That day, another African leader, Colonel Muammar Gaddafi, his son Mutassim and an unknown number of aides were captured and killed in his home town of Sirte by rebels of the National Transitional Council assisted by NATO allied forces.
NATO forces were the first to bombard Libya on March 19 claiming they were implementing United Nations Security Council Resolution 1973's no-flying zone, and protecting the
Libyan people against Col Gaddafi's onslaught
After the eight-month battle for the soul of Libya, it was clear that the world is a stage. William Shakespeare's tragic play, Julius Caesar is an expose of the vicissitudes of the power game: those who wield it; the abusers; opportunists who live in the conspiracy theory fast lane.
At the bottom of the heap are the "the people", the downtrodden who are manipulated and swayed into believing that everything is done to save their poor souls.
Julius Caesar formed part of how best I could analyse the most bizarre way a nation whose civilisation dates back to Biblical times could stoop to such levels of ludicrousness, pandering to the whims and caprices of nouveau riche empires.
As people question the manner of how Col Gaddafi met his death, with human rights organisations calling for a transparent probe, I have told myself that if extra-judicial killing of prisoners of war and the macabre display of their dead bodies in a meat locker for public view is the democracy that the West says it is still bringing to Africa, then God help us.
No one needs a democracy that dehumanises people's common decency. Former Cuban leader Cde Fidel Castro was incisive: NATO's "brutal military alliance has become the most perfidious instrument of repression the history of humanity has known."
He expressed ire at the killing and said he was "kidnapped and exhibited like a trophy of war, showed a conduct that violates the most elemental principles of Moslem norms and other religious beliefs."
Long before his death, in the court of public opinion, Col Gaddafi had been tried, and found guilty. But just as many argue that Col Gaddafi had himself to blame, Africa also has itself to blame for not investing in the generation, management and dissemination of news.

Information shown:

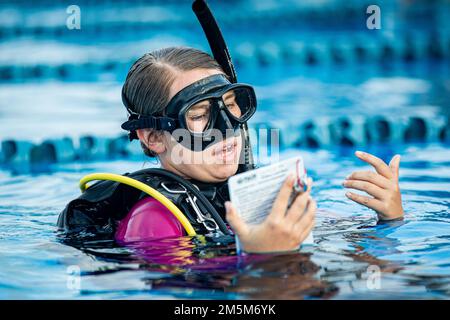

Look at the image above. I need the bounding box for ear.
[136,129,166,154]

What to do:
#1 Render this sentence from the text on Gaddafi's death into Spanish: "No one needs a democracy that dehumanises people's common decency."
#2 For each statement, decide whether it agrees with the text on Gaddafi's death, answering yes or no and quoting the words of the text that settle it.
(a) NATO forces were the first to bomb Libya, on March 19.
(b) Gaddafi was captured and killed in Tripoli.
(c) The battle for Libya lasted eight months.
#3 Carry on the text on Gaddafi's death from its final sentence.
The data plays no part in the tasks.

Answers in order:
#1 Nadie necesita una democracia que deshumanice la decencia común de las personas.

#2
(a) Yes: "NATO forces were the first to bombard Libya on March 19"
(b) No: "captured and killed in his home town of Sirte"
(c) Yes: "After the eight-month battle for the soul of Libya"

#3
We ended parroting the "weapons of mass disinformation" - exactly what the West wanted us to believe about Col Gaddafi and his 42-year rule. The narrative is so one-sided and devoid of objectivity. The voices that have told a balanced story about Libyan history before and during Gaddafi's rule are a drop in the ocean, and on the Internet you struggle to find it.
Isn't it an important democratic tenet that there is no one side to a story, neither two, but many? This week as certain sections commemorate Open Sources Week, shouldn't we have the full story of what transpired last Thursday, including ALL the images?
When the uprisings started in Benghazi and Col Gaddafi reacted to them heavy-handedly, the United Nations was quick to intervene with the UN Security Council passing Resolution 1970 and 1973.
However, the same UN Security Council did not raise its voice when Libya's interim government allowed the "grisly and undignified spectacle" of Col Gaddafi's body. As one Islamic activist argued on BBC News on Tuesday, the NTC which should have demonstrated that they were their own masters and ready to be Libya's next government, did not have to wait for directives from the United States Secretary of State Hillary Clinton and Human Rights Watch to start an inquiry.
The NTC, if at all they were the once in charge of these grisly events, did not need international outcries even from people who have been fighting Islam to tell them that the manner in which they treated those bodies was a violation of Islam, for in Islam a person should be buried within 24 hours, and 48 hours at the most.
We don't know how long Osama bin Laden's body was kept before it was dumped in the sea, but another Western "trophy", Saddam Hussein was accorded a decent burial by his family, despite the weapons of mass destruction myth.
No one has turned his marked grave into a shrine unlike Col Gaddafi who was not only buried in an unmarked grave, but buried deep in the Libyan desert because there are fears that he might be turned into a cult, and also made a hero. Why should they be afraid of the dead? And, African leaders are not perturbed? Should an Arab Spring desecrate its own value systems?
When the NTC fails to respect its own religious rites for want of pleasing friends, then we wonder, especially after they declared Libya an Islamic state, governed by Sharia law.
Which Islam? Two wrongs do not make a right.
The democratisation of Libya also meant the abuse of children's rights. The queues of people who lined up for four days to see Col Gaddafi's decomposing body included children. Where were Unicef and other child rights organisations?
TV channels and the Internet fed into the frenzy by supplying video footage of those ghastly pictures, and they are still there on the net, a home for young people especially. Let history be the judge.
The desire to mete out revenge was also too humongous. The NTC wanted the Gaddafi's family extradited, but according to a report, a source in the Algerian government said they would not: "Algeria will not extradite Gaddafi's relatives either to Libya or any other country," Le soir d`Algerie newspaper quoted an informed government source (on Monday). "They were given refuge (in Algeria) on humanitarian grounds, and their status has not changed.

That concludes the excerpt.